__What is asked__. Copy the listing below word for word, leaving out the pictures.

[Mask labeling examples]
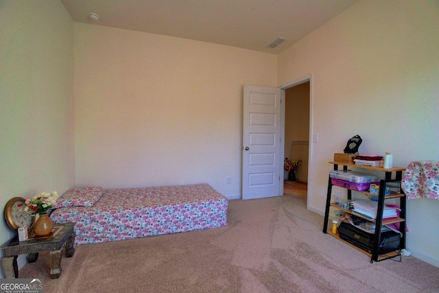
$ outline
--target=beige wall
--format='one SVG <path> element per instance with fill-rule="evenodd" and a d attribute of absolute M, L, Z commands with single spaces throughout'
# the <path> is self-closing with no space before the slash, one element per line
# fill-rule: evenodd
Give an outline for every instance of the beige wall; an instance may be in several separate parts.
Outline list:
<path fill-rule="evenodd" d="M 10 198 L 74 185 L 73 22 L 58 0 L 2 1 L 0 27 L 3 215 Z M 0 244 L 13 235 L 2 220 Z"/>
<path fill-rule="evenodd" d="M 243 86 L 276 86 L 276 67 L 273 54 L 75 23 L 77 185 L 207 183 L 239 197 Z"/>
<path fill-rule="evenodd" d="M 439 5 L 362 1 L 278 56 L 278 84 L 311 75 L 309 208 L 323 214 L 327 162 L 359 134 L 394 165 L 439 161 Z M 407 247 L 439 266 L 439 200 L 408 200 Z"/>

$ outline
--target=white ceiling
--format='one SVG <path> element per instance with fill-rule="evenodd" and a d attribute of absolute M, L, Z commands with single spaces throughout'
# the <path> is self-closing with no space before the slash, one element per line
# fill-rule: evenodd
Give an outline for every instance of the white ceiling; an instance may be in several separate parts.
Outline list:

__Finished task__.
$ outline
--target=beige wall
--format='one SVG <path> element per instance with fill-rule="evenodd" and a d attribute of absolute M, L, Z commands with single spaces throughout'
# the <path> is self-closing with no space before the slash, one element per line
# fill-rule: evenodd
Give an outline for every instance of the beige wall; an instance may be in several separate parts.
Outline list:
<path fill-rule="evenodd" d="M 10 198 L 74 185 L 73 22 L 58 0 L 2 1 L 0 27 L 3 215 Z M 0 244 L 13 235 L 2 220 Z"/>
<path fill-rule="evenodd" d="M 243 86 L 276 86 L 276 67 L 273 54 L 75 23 L 77 185 L 207 183 L 239 197 Z"/>
<path fill-rule="evenodd" d="M 439 5 L 362 1 L 278 56 L 278 84 L 311 75 L 309 208 L 323 214 L 327 162 L 359 134 L 394 165 L 439 161 Z M 407 247 L 439 266 L 439 200 L 408 200 Z"/>

$ outline
--target=white ceiling
--format='one SVG <path> element per instance with fill-rule="evenodd" and a d attribute of absolute M, L, Z commands with single spaces throughout'
# the <path> is self-closing with no space before the slash, one element per line
# fill-rule: evenodd
Give an outline for every instance of the white ceiling; an instance may be in several separate parts.
Outline list:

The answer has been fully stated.